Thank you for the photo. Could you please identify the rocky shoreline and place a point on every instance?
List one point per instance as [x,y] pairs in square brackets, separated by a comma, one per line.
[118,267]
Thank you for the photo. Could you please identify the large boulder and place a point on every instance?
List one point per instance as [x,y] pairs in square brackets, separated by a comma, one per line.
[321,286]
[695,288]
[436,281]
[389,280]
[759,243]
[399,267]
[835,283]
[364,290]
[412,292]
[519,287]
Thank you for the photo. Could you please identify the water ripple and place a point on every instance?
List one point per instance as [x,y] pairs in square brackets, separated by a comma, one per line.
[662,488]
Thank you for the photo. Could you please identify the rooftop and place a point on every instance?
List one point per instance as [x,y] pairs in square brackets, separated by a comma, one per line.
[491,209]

===

Reproduce all of the records above word for word, in the same order.

> [Result below]:
Thank you for the photo. Could you please identify the rocky shoreline and place a point on every instance?
List one point per instance as [x,y] pairs in square brackets, separated by a comma, one per line.
[118,267]
Thank you for the photo. Could you please identify the large boulder and place a point on every instance?
List one point per instance as [x,y] pairs in square brackets, separated by a comma, one per line.
[321,286]
[695,288]
[436,281]
[389,280]
[759,243]
[399,267]
[835,283]
[364,290]
[412,292]
[519,287]
Thank you for the photo. Could you please identify the water ripple and place a point on every instance?
List one point per instance as [x,y] pairs in square brackets, separated by a comma, one per line.
[662,488]
Thank you for the photo. Could you please identify the rooftop and place a point on every instance?
List one point per instance as [x,y] pairs in square brackets, separated by a comma, one per line.
[491,209]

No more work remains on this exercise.